Data provided:
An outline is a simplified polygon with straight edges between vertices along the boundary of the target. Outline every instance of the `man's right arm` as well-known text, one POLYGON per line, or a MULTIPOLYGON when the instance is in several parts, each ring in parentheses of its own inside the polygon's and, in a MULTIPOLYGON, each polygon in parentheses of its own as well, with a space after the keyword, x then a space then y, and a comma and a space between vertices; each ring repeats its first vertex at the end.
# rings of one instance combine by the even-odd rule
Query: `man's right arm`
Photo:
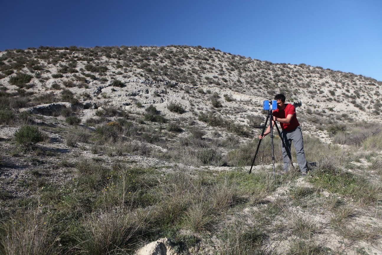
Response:
MULTIPOLYGON (((272 127, 275 126, 275 122, 273 120, 272 121, 272 127)), ((259 138, 260 139, 262 139, 265 137, 265 136, 267 135, 270 133, 270 126, 268 126, 268 127, 267 128, 267 129, 264 132, 264 134, 262 136, 261 136, 261 134, 259 135, 259 138)))

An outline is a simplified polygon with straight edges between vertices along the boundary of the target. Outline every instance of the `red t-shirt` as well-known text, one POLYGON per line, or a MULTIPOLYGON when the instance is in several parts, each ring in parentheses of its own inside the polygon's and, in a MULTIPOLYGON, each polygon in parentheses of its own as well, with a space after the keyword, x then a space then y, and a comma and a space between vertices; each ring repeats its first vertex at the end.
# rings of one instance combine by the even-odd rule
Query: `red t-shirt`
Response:
POLYGON ((284 110, 280 110, 277 108, 276 110, 274 110, 272 115, 276 117, 276 118, 286 119, 288 114, 293 114, 292 119, 290 120, 290 122, 289 123, 280 123, 280 125, 283 130, 290 131, 299 126, 300 123, 298 123, 297 117, 296 117, 296 109, 295 108, 295 106, 290 104, 285 104, 285 107, 284 110))

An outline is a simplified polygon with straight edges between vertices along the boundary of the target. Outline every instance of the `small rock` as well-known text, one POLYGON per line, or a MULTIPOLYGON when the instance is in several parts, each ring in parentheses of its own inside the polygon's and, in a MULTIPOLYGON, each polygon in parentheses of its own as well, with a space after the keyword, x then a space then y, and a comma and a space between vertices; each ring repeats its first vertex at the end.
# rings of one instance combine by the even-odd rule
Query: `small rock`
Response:
POLYGON ((152 242, 137 250, 135 255, 176 255, 167 238, 152 242))

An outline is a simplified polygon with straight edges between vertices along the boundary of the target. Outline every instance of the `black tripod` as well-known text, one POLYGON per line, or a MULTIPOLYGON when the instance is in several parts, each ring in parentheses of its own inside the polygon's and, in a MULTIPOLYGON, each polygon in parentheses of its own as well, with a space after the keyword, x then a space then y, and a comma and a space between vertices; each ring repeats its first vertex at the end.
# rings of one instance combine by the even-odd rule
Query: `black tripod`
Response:
MULTIPOLYGON (((268 115, 267 116, 267 119, 265 121, 265 124, 264 125, 264 127, 263 128, 262 132, 261 132, 261 136, 262 136, 264 135, 264 132, 265 131, 265 128, 267 127, 267 122, 268 122, 268 119, 269 120, 269 127, 270 133, 270 138, 271 140, 271 147, 272 148, 272 161, 273 162, 273 179, 274 180, 276 181, 276 177, 275 177, 275 151, 273 148, 273 127, 272 125, 272 121, 273 120, 273 115, 272 115, 272 110, 268 110, 268 115)), ((275 122, 275 126, 276 126, 276 128, 277 130, 277 132, 278 132, 278 135, 280 136, 280 138, 281 138, 281 141, 283 143, 283 146, 284 148, 285 148, 285 150, 286 151, 286 154, 288 154, 288 157, 289 158, 289 160, 290 161, 290 163, 292 165, 292 167, 293 169, 295 168, 295 167, 293 165, 293 163, 292 162, 292 156, 291 155, 290 151, 289 151, 289 149, 287 147, 286 147, 285 143, 284 142, 284 140, 283 139, 282 136, 281 136, 281 133, 280 133, 280 130, 278 129, 278 127, 277 126, 277 124, 275 122)), ((256 153, 255 153, 255 156, 253 158, 253 160, 252 161, 252 164, 251 166, 251 169, 249 169, 249 174, 252 171, 252 167, 253 167, 253 164, 255 163, 255 159, 256 159, 256 156, 257 156, 257 152, 259 151, 259 148, 260 146, 260 143, 261 142, 261 140, 262 139, 260 139, 259 141, 259 144, 257 145, 257 148, 256 149, 256 153)))

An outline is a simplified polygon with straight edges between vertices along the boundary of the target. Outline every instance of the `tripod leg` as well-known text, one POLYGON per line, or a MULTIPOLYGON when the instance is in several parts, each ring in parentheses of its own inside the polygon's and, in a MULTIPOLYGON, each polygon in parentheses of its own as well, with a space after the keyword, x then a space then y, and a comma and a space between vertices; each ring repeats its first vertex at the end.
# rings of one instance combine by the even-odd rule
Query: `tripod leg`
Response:
MULTIPOLYGON (((265 128, 267 127, 267 122, 268 122, 268 119, 269 119, 269 116, 267 116, 267 119, 265 121, 265 124, 264 125, 264 127, 263 128, 262 132, 261 132, 261 136, 262 136, 263 135, 264 135, 264 132, 265 132, 265 128)), ((249 169, 249 174, 250 174, 252 171, 252 167, 253 167, 253 164, 255 163, 255 159, 256 159, 256 156, 257 155, 257 152, 259 151, 259 148, 260 146, 260 143, 261 142, 261 140, 262 139, 260 139, 259 140, 259 143, 257 144, 257 148, 256 149, 256 153, 255 153, 255 156, 253 157, 253 160, 252 161, 252 164, 251 165, 251 169, 249 169)))
MULTIPOLYGON (((272 116, 272 110, 269 110, 268 116, 269 116, 270 118, 270 119, 269 120, 269 127, 270 127, 269 130, 270 131, 270 146, 272 148, 272 166, 273 166, 273 180, 274 181, 275 184, 276 175, 275 171, 275 150, 273 146, 273 127, 272 126, 272 122, 273 122, 273 118, 272 116)), ((276 122, 275 122, 275 124, 276 124, 276 122)))
POLYGON ((283 146, 284 148, 285 148, 285 151, 286 151, 286 154, 288 155, 288 156, 289 158, 289 161, 290 161, 291 164, 292 165, 292 167, 293 167, 293 169, 295 170, 295 166, 293 165, 293 162, 292 162, 292 155, 290 153, 290 151, 289 150, 288 147, 286 146, 286 145, 285 144, 285 142, 284 141, 284 140, 283 139, 282 136, 281 135, 281 133, 280 132, 280 130, 278 129, 278 127, 277 126, 277 124, 275 123, 275 125, 276 126, 276 128, 277 130, 277 132, 278 132, 278 135, 280 136, 280 138, 281 138, 281 141, 282 142, 283 146))

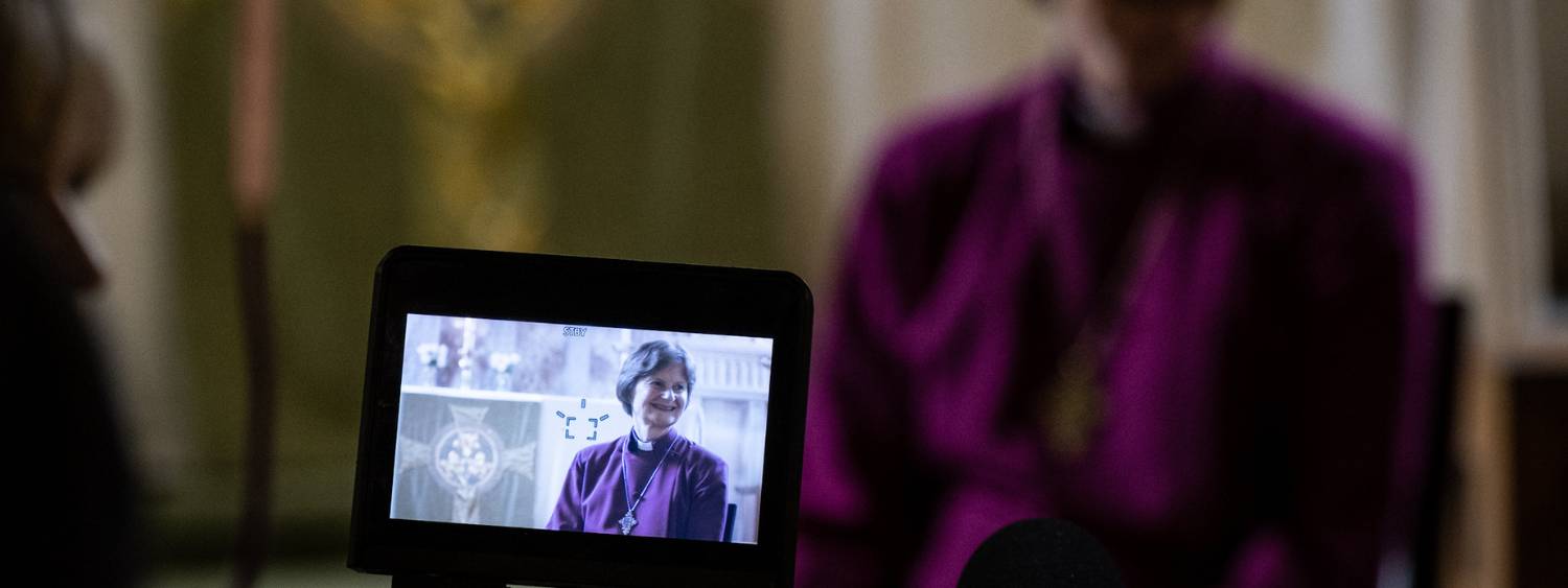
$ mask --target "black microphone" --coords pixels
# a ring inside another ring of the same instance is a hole
[[[1110,554],[1066,521],[1027,519],[993,533],[964,563],[958,588],[1121,588]]]

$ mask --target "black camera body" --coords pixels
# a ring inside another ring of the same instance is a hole
[[[790,585],[811,321],[784,271],[392,249],[348,566],[395,585]],[[685,372],[651,375],[668,358]]]

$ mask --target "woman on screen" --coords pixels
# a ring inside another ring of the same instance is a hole
[[[695,384],[679,345],[638,347],[615,386],[632,431],[577,452],[547,528],[721,541],[724,461],[674,428]]]

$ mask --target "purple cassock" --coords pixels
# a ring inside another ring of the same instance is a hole
[[[814,361],[800,583],[952,586],[1062,517],[1129,586],[1372,586],[1430,379],[1408,163],[1218,53],[1135,140],[1076,93],[884,151]],[[1102,409],[1065,452],[1038,416],[1091,315]]]
[[[626,434],[577,452],[547,528],[621,533],[630,488],[633,500],[641,495],[630,535],[723,539],[724,459],[674,430],[648,450],[629,450],[629,439]]]

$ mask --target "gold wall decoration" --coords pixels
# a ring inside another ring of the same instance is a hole
[[[336,0],[354,39],[397,63],[417,99],[409,124],[422,243],[527,251],[544,234],[538,149],[517,96],[525,61],[582,3],[574,0]]]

Given task: Show every line of the listing above that contains the word "coords", matching case exactly.

The response:
$ mask --target "black microphone" --coords pixels
$ mask --target "black camera body" --coords pixels
$ mask --target "woman on screen" --coords pixels
$ mask --target "purple cassock" --coords pixels
$ mask --target "gold wall decoration" --coords pixels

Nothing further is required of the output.